**WORK INSTRUCTION**
Extract all records. Keep each one exact.

Items from a data source
==================================================

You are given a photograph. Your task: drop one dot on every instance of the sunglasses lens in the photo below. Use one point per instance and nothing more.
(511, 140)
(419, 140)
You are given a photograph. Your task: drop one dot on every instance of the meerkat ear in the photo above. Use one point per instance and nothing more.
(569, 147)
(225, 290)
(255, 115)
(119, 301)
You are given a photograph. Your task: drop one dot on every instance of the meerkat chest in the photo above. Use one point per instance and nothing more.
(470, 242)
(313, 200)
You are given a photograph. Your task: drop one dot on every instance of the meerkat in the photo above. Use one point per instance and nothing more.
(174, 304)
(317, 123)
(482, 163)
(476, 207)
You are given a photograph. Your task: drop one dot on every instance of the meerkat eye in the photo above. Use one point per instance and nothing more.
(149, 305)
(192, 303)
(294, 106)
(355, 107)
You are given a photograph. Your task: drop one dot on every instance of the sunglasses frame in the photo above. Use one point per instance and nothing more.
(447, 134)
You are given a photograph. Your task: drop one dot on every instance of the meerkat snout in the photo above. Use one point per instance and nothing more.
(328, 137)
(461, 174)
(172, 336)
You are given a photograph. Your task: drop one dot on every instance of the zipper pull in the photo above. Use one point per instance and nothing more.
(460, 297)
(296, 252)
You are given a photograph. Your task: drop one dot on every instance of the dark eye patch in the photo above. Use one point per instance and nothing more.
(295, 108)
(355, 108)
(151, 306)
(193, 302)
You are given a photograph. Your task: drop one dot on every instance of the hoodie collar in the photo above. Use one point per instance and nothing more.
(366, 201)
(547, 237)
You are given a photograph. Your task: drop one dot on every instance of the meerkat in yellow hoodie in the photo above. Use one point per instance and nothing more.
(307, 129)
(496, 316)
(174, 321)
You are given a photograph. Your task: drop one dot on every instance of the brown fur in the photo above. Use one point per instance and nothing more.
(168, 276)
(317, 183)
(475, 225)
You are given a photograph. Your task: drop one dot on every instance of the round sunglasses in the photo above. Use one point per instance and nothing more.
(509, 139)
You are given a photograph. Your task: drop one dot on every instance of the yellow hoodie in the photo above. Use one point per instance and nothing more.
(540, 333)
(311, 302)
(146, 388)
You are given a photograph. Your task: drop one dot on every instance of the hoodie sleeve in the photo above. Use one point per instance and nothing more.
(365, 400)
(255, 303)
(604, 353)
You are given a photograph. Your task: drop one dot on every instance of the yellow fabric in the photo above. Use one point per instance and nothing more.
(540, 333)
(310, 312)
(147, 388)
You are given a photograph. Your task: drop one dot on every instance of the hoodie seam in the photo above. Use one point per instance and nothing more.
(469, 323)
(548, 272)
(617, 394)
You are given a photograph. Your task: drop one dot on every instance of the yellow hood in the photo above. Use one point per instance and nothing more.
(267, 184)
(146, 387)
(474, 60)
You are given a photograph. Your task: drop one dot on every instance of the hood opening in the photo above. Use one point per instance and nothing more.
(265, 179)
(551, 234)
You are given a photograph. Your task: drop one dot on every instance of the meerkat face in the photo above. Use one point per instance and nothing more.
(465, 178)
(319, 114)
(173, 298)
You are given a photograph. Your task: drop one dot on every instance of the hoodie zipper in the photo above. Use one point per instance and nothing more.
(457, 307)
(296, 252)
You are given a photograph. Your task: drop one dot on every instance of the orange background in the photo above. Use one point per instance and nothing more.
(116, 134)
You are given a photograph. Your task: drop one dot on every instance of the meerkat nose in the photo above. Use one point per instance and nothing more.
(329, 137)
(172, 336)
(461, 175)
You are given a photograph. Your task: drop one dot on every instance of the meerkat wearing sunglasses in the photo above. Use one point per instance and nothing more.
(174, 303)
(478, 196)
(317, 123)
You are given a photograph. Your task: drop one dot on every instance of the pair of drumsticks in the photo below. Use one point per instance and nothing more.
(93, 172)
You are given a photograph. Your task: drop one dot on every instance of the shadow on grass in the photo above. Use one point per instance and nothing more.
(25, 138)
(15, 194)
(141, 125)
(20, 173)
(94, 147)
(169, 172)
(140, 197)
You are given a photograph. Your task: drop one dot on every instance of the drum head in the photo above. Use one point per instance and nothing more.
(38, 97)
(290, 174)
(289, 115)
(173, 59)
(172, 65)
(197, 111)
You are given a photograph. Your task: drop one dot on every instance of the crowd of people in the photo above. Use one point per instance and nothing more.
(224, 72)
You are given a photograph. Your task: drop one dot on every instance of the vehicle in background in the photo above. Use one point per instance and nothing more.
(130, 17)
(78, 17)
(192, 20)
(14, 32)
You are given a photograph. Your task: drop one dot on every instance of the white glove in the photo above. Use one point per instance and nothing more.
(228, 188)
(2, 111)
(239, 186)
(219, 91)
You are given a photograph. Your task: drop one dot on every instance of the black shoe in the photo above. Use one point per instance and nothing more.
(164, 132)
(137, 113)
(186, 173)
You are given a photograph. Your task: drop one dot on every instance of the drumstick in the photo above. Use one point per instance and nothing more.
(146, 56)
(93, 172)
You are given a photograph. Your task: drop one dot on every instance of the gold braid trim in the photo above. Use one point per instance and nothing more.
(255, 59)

==================================================

**COMPLETED EXERCISE**
You are given a photograph. Your task: drop one dot on every instance of the sunglasses lens in the photo below. Use one point per instance and nothing more.
(511, 140)
(419, 140)
You are given a photograph. Your task: drop one dot on every instance of the meerkat ear in the photo above. Use one point per instance and nothing more.
(569, 147)
(225, 290)
(255, 115)
(119, 301)
You are given a photograph. Your task: drop one dot on every instance of the meerkat chest in the photo above. Use one point per instance and nothing more.
(470, 242)
(313, 200)
You are given a photograph. Your task: drop one dot on every instance of the meerkat in the photo above. Use one point per instance and nothing more.
(174, 304)
(317, 123)
(482, 163)
(476, 207)
You are given a photograph. Your task: drop one dot on every instance of the meerkat eye in the photo above. Use one point per instance and nothing more.
(149, 305)
(192, 303)
(294, 106)
(355, 107)
You are given a photograph. Your task: drop one dot on every instance of the sunglasses frame in the photo above. Use one point per instance and nothing more.
(447, 134)
You are given a photograph. Your task: drop one dot on every instance of the meerkat snout in the photo above. Use one point per instance and nothing more.
(328, 137)
(461, 174)
(172, 336)
You are given a photograph. Your task: drop one dot on every instance of the zipper pull in the photo above. Use one point per instance and nothing more.
(460, 297)
(296, 252)
You are given a photograph. Your task: drop one dot on every instance of the dark eye patch in the photo above. Use one point per instance and nothing more.
(295, 108)
(355, 108)
(151, 306)
(193, 302)
You are given a photograph. Your task: drop one dot on every instance of the hoodie collar in the photo above. Use one point per instance and nothing more.
(366, 201)
(547, 237)
You are given a photograph. Your task: drop one dot on every instance of the meerkat in yellow hoodie in the photo above. Use one point per instance and nothing more.
(307, 129)
(496, 316)
(174, 321)
You are given a photograph. Your task: drop one dot on every instance of the brown fur in the photo above. Use one point per instance and nothing more.
(168, 276)
(317, 183)
(475, 225)
You are given a photograph. Your task: drop one dot on every instance of the round sunglasses in the photo above. Use one point per instance and nothing more.
(509, 139)
You are given a photograph. Your task: drop one dot on every instance of the yellow hoodie in the photo above. Use one point per instance and nothing more.
(540, 333)
(311, 302)
(146, 388)
You are given a photograph. Your task: drop one dot on every instance of the hoodie sleeve in the photo above. Use one point per instance and nothing more.
(365, 400)
(255, 303)
(604, 353)
You are given a photograph. Your task: drop one dot on every instance of the yellow fabric in the photo above. Use one point per instance and nothing more.
(540, 333)
(310, 312)
(147, 388)
You are given a photograph. Your task: drop one dot on every instance of the hoodie seam in the photo above. Use one point per instance and nothing more.
(469, 323)
(548, 272)
(617, 394)
You are given a photograph. Your task: drop one dot on every instance of the yellow hood in the photo above. Use one point per instance and nothing more.
(267, 184)
(146, 387)
(474, 60)
You are given a photograph. Your task: drop one dot on every instance of the hood opening in the photo above. Use one point per instance and nothing more.
(265, 179)
(551, 234)
You are given a photograph. Your task: drop one dot on every instance of the meerkat face in the photo above. Use one point per instance and nothing more.
(465, 178)
(319, 114)
(173, 298)
You are given a photograph. Your task: drop one dot on every instance of the hoodie zipper in the photo above. Use one point per instance and nothing more.
(457, 307)
(296, 252)
You are given a photograph. Your task: drop one dot on every instance of the orange background in the photo above. Use one point per instance and nothing more.
(116, 134)
You are given a photograph. Your task: drop one dot on every instance of the meerkat nose in the photo above. Use one point per instance and nothing more.
(329, 137)
(172, 336)
(461, 175)
You are given a photograph. Your task: drop one dot on every instance of the meerkat wearing sunglasses in the photo above. Use one point per instance and nothing more.
(174, 303)
(478, 196)
(317, 123)
You are given a photograph. Your task: drop one dot on every instance of the pair of drumsticks in the photo below. Use one point per instance and nothing more.
(93, 172)
You are given a photograph. Your task: drop one dot on every instance of the shadow on grass in the photo above. Use one point per instance and nothing more.
(25, 138)
(15, 194)
(141, 125)
(20, 173)
(94, 147)
(169, 172)
(140, 197)
You are given a photograph. Your task: drop one dot on every instance of the drum head in the photo above. Use one point per instance and nothing more.
(38, 97)
(290, 174)
(289, 115)
(173, 59)
(172, 65)
(197, 111)
You are given a photograph. Your task: drop one dot on every instance of the crowd of people in the photo above. Use one point per instance and nothing more.
(224, 72)
You are given a photograph. Your task: drop one dot on every instance of the vehicle in background in the photo above. Use one point per instance and nothing more.
(130, 17)
(78, 17)
(192, 20)
(14, 32)
You are given a photograph. Your task: drop one dot on every instance of the white glove in the photo above. Use one point per instance and nothing more.
(228, 188)
(2, 111)
(239, 186)
(219, 91)
You are given a photograph. Your task: drop one dot on every instance of the black shoe in the photo above. Use one point per instance and nothing more.
(164, 132)
(137, 113)
(186, 173)
You are given a photograph. Your task: drop one dot on every instance of the drumstick in the photo above. Use one point per instance and nothing more.
(146, 56)
(93, 172)
You are given a photograph. Your task: drop one dot on every instance of the gold braid trim in the photo above. Use one point per instance and nothing more.
(255, 59)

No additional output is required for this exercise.